Data shown:
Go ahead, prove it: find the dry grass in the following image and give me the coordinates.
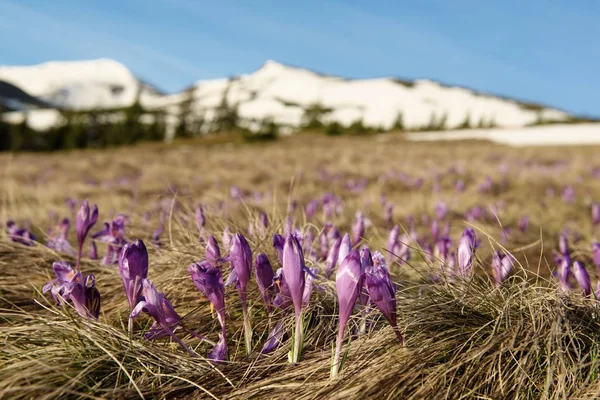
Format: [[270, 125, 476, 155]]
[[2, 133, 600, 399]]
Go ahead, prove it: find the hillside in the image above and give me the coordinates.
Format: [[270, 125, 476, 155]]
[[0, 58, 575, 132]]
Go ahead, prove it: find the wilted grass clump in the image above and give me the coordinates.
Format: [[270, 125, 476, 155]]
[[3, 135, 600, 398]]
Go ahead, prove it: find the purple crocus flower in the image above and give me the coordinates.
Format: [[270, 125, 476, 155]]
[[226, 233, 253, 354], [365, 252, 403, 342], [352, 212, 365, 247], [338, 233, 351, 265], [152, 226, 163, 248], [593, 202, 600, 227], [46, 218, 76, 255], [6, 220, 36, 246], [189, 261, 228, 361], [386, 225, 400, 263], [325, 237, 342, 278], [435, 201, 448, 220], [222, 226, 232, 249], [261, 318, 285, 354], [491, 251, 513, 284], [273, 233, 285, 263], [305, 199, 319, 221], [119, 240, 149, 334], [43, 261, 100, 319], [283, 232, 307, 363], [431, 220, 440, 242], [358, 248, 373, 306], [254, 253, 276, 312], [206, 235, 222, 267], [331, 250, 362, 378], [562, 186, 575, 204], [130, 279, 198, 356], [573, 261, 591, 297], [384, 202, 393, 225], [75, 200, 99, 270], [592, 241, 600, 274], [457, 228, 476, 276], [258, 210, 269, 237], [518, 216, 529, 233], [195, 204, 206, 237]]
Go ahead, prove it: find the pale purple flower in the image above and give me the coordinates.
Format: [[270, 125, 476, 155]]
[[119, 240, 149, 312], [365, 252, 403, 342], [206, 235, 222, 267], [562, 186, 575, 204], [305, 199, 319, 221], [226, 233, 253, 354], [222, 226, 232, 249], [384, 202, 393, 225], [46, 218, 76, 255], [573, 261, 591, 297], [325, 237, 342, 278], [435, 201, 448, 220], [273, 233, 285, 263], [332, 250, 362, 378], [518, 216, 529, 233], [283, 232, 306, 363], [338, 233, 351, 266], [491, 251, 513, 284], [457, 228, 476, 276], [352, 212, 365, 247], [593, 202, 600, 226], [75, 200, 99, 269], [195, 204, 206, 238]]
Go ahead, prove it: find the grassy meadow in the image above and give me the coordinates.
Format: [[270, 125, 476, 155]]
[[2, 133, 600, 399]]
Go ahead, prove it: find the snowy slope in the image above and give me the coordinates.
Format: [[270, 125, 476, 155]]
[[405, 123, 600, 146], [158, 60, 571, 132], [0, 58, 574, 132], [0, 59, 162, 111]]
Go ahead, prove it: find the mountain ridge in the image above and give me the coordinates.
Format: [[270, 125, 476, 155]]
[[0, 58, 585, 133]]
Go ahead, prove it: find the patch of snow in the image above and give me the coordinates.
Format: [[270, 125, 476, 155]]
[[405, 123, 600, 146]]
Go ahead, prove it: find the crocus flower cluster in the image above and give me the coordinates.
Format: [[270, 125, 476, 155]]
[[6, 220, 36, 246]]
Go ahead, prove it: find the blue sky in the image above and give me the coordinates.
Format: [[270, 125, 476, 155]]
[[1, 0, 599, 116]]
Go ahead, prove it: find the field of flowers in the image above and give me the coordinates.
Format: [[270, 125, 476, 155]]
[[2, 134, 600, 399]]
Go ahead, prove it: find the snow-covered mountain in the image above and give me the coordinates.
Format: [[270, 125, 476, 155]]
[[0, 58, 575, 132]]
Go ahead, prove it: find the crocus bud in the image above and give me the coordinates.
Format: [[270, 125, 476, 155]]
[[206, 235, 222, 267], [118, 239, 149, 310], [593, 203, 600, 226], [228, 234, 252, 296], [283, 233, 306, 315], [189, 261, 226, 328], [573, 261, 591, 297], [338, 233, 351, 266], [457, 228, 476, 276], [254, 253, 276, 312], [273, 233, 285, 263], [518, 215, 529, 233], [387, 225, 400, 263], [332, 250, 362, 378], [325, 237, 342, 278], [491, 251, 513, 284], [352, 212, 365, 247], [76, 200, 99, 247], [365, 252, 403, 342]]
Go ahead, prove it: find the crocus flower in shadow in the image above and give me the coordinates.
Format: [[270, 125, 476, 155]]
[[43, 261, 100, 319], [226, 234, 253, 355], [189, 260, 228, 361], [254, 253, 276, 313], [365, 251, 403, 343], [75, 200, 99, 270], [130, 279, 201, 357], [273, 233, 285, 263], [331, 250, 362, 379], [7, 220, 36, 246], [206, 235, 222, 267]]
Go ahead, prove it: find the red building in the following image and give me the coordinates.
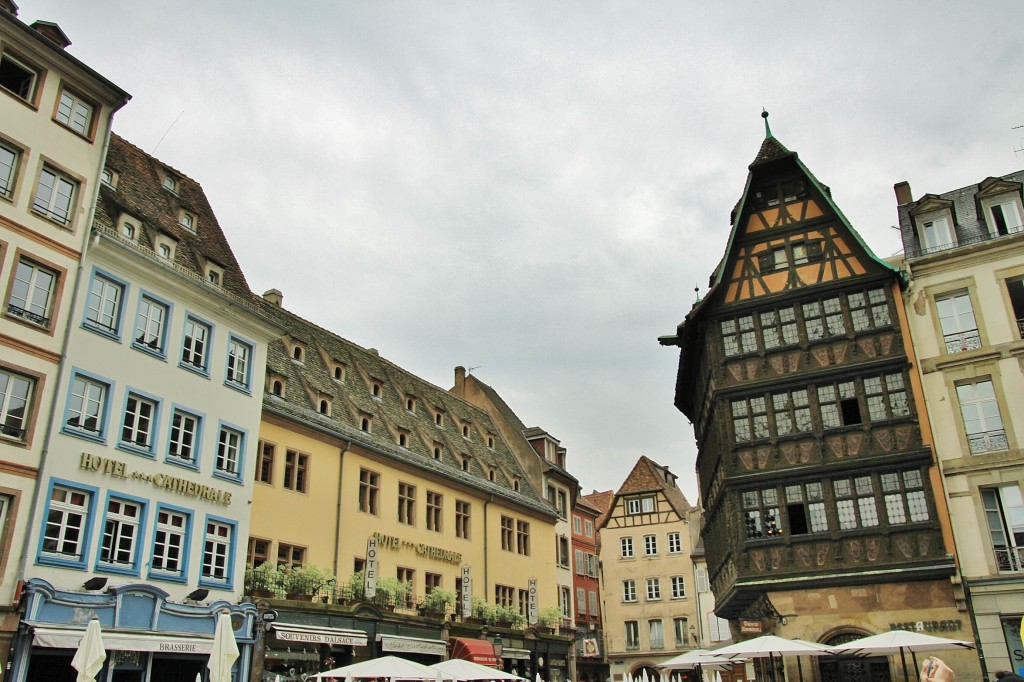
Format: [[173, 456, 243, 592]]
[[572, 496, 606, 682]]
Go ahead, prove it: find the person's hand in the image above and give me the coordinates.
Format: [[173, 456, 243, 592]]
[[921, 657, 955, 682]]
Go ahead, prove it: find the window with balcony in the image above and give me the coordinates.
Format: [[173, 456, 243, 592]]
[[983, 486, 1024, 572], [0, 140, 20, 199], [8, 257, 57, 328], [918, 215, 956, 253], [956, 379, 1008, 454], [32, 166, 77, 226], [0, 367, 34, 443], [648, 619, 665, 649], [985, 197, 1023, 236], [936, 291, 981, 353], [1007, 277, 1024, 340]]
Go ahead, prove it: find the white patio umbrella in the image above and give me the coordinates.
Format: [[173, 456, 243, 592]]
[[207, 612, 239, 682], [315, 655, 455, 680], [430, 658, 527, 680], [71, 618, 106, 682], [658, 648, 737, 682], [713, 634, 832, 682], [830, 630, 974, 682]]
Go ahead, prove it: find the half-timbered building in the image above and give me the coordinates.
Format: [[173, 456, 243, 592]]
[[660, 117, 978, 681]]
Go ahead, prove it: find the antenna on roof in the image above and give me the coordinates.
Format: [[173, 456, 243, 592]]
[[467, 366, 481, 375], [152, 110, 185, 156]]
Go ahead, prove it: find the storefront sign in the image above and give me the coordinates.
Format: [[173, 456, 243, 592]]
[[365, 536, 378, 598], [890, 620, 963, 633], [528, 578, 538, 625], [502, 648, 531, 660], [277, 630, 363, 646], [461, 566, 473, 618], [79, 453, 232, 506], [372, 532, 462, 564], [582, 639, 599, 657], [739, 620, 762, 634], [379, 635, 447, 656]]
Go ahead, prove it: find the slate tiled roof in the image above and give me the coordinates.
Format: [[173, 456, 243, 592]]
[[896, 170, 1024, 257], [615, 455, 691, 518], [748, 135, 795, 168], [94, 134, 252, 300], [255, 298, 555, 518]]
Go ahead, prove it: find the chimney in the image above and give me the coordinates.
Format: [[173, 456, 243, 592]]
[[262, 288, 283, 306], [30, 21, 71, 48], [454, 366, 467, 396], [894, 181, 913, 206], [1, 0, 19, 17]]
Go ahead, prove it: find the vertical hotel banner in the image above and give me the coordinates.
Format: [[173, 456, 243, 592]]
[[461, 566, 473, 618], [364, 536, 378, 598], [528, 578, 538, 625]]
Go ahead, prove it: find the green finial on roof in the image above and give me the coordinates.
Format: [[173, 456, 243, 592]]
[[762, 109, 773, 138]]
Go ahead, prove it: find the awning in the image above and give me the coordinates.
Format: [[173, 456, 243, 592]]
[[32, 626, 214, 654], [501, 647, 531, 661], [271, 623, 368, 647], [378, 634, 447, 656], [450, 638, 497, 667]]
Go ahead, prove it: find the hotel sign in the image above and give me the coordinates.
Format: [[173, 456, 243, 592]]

Work item: The copy you produce must repeat all the entries exactly and contain no pictures.

Expected output:
Go ahead, prove it: find the dry grass in the following image and give me the coordinates.
Format: [[270, 125, 476, 155]]
[[2, 133, 600, 399]]
Go ahead, prove it: find the hillside in the image above and give me the coordinates.
Format: [[270, 125, 476, 155]]
[[0, 58, 575, 132]]
Go ahead, prove it: find the wilted grass clump in the image above and give me the coordinates.
Format: [[270, 125, 476, 155]]
[[3, 135, 600, 398]]
Go ahead, prove it: find the purple crocus flower in the image above and give me the coordinates.
Format: [[270, 125, 476, 155]]
[[226, 233, 253, 354], [365, 252, 403, 342], [352, 212, 365, 247], [338, 233, 351, 265], [152, 226, 163, 248], [593, 202, 600, 227], [46, 218, 76, 255], [6, 220, 36, 246], [189, 261, 228, 361], [386, 225, 400, 263], [325, 237, 342, 278], [435, 201, 448, 220], [222, 226, 232, 249], [261, 318, 285, 354], [491, 251, 513, 284], [273, 233, 285, 263], [305, 199, 319, 221], [119, 240, 149, 334], [43, 261, 100, 319], [283, 232, 307, 363], [431, 220, 440, 242], [358, 248, 373, 306], [254, 253, 276, 312], [206, 235, 222, 267], [331, 250, 362, 378], [562, 186, 575, 204], [130, 279, 198, 356], [573, 261, 591, 297], [384, 202, 393, 225], [75, 200, 99, 270], [592, 241, 600, 274], [457, 228, 476, 276], [258, 210, 269, 237], [518, 216, 529, 233], [195, 204, 206, 237]]
Go ahead, prove it: find the pale purple flower in the image above and give me the coordinates.
Format: [[270, 125, 476, 155]]
[[119, 240, 149, 312], [365, 252, 403, 342], [206, 235, 222, 267], [562, 186, 575, 204], [305, 199, 319, 221], [226, 233, 253, 354], [222, 226, 232, 249], [384, 202, 393, 225], [46, 218, 76, 255], [573, 261, 591, 297], [325, 237, 342, 278], [435, 201, 448, 220], [273, 233, 285, 263], [332, 250, 362, 378], [518, 216, 529, 233], [283, 232, 306, 363], [338, 233, 351, 266], [491, 251, 513, 284], [457, 228, 476, 276], [352, 212, 365, 247], [593, 202, 600, 226], [75, 200, 99, 269], [195, 204, 206, 238]]
Go ahead, prove it: find the grassy meadow in the image above and give me the coordinates.
Format: [[270, 125, 476, 155]]
[[2, 133, 600, 399]]
Go ahead, prove it: find the snowy slope in the image above and give me the coordinates.
Format: [[270, 125, 476, 155]]
[[405, 123, 600, 146], [158, 60, 571, 132], [0, 58, 574, 132], [0, 59, 162, 111]]
Go ahead, prove it: find the mountain ridge in the image above and give me the coordinates.
Format: [[270, 125, 476, 155]]
[[0, 58, 585, 133]]
Go ahead, prove it: find the patch of snow in the image above and give me the coordinates.
Format: [[270, 125, 476, 155]]
[[405, 123, 600, 146]]
Go ahead, prove it: find the crocus flower cluster in the image above and give me the coordinates.
Format: [[270, 125, 476, 155]]
[[6, 220, 36, 246]]
Go ahead, prove it: find the blue sky in the image above and give me the coordinates.
Format: [[270, 125, 476, 155]]
[[1, 0, 599, 116]]
Go ahead, prove it: find the field of flowers in the image above and give me the coordinates.
Format: [[270, 125, 476, 155]]
[[2, 134, 600, 399]]
Go ahead, prove it: find the snow-covered mountain in the image above and give me the coordinates.
Format: [[270, 125, 476, 155]]
[[0, 58, 575, 132]]
Go ahead, prove it: find the crocus bud in the image above and give me the coordinates.
Format: [[270, 125, 476, 155]]
[[206, 235, 222, 267], [118, 239, 149, 310], [593, 203, 600, 226], [228, 234, 252, 296], [283, 233, 306, 315], [189, 261, 226, 328], [573, 261, 591, 297], [338, 233, 351, 266], [457, 228, 476, 276], [254, 253, 276, 312], [273, 233, 285, 263], [518, 215, 529, 233], [387, 225, 400, 263], [332, 250, 362, 378], [325, 237, 342, 278], [491, 251, 513, 284], [352, 212, 365, 247], [76, 200, 99, 247], [365, 252, 403, 342]]
Go ahead, prove it: find the crocus flower in shadow in the image above and give me the coordinates.
Format: [[270, 125, 476, 155]]
[[43, 261, 100, 319], [226, 234, 253, 355], [189, 260, 228, 361], [254, 253, 276, 313], [365, 251, 403, 343], [75, 200, 99, 270], [130, 279, 201, 357], [273, 233, 285, 263], [331, 250, 362, 379], [7, 220, 36, 246], [206, 235, 222, 267]]
Go ahead, prove it: find the red building in the following image and give me the coordinates.
Format: [[173, 456, 243, 592]]
[[572, 496, 606, 682]]
Go ahead, prove it: find the person's hand in the image above and give me the coordinates.
Format: [[173, 456, 243, 592]]
[[921, 657, 955, 682]]
Go ahead, prove it: find the window with balcony in the image above and give me the coordinates.
Format: [[173, 456, 243, 592]]
[[983, 486, 1024, 572], [0, 140, 20, 199], [8, 257, 57, 328], [918, 215, 956, 253], [956, 379, 1008, 454], [32, 166, 77, 226], [0, 367, 34, 443], [648, 619, 665, 649], [985, 197, 1023, 236], [936, 291, 981, 353], [1007, 277, 1024, 340]]
Go ahead, prove it: find the white patio umbrella in the image above and give me the coordinates.
Format: [[173, 456, 243, 592]]
[[207, 612, 239, 682], [315, 655, 455, 680], [430, 658, 527, 680], [71, 618, 106, 682], [658, 648, 737, 682], [713, 634, 832, 682], [830, 630, 974, 682]]
Go ahead, prove it: find the half-timbered building in the image above and give me the coordinates.
Format: [[173, 456, 243, 592]]
[[660, 117, 978, 681]]
Go ahead, prove it: find the antenna on roof in the image above and give me the coordinates.
Format: [[173, 456, 243, 592]]
[[467, 366, 481, 375], [152, 110, 185, 156]]
Go ahead, prove it: find the storefront sign in the image above and give me the coordinates.
Format: [[173, 456, 243, 592]]
[[365, 536, 378, 598], [890, 620, 963, 633], [528, 578, 538, 625], [502, 648, 531, 660], [277, 630, 363, 646], [461, 566, 473, 618], [79, 453, 232, 506], [372, 532, 462, 564], [582, 639, 599, 657], [739, 620, 762, 634], [379, 635, 447, 656]]
Go ahead, prove it: find the slate tiled roof in the image above and give me the coordinates.
Format: [[173, 456, 243, 592]]
[[896, 170, 1024, 257], [615, 455, 691, 518], [748, 135, 795, 168], [94, 134, 252, 300], [255, 298, 555, 518]]
Go ahead, prove it: find the chimney in the image above and give me the coordinates.
Format: [[173, 456, 243, 592]]
[[262, 288, 283, 306], [30, 21, 71, 48], [454, 366, 467, 396], [894, 181, 913, 206], [1, 0, 19, 17]]
Go ahead, prove it: find the vertical hotel banner in the image above and give me the coordinates.
Format: [[173, 456, 243, 592]]
[[461, 566, 473, 618], [364, 536, 378, 598], [528, 578, 538, 625]]
Go ahead, prove it: find the green finial on roof in the image above and give me the coordinates.
Format: [[173, 456, 243, 592]]
[[762, 109, 773, 138]]
Go ahead, prove it: find the awning in the image above and give me the coordinates.
Format: [[173, 456, 243, 592]]
[[32, 626, 214, 654], [501, 647, 531, 661], [271, 623, 368, 647], [378, 634, 447, 656], [450, 638, 497, 667]]
Go ahead, prove it: find the hotel sign in the image above and give me the coordinates.
Format: [[173, 456, 243, 592]]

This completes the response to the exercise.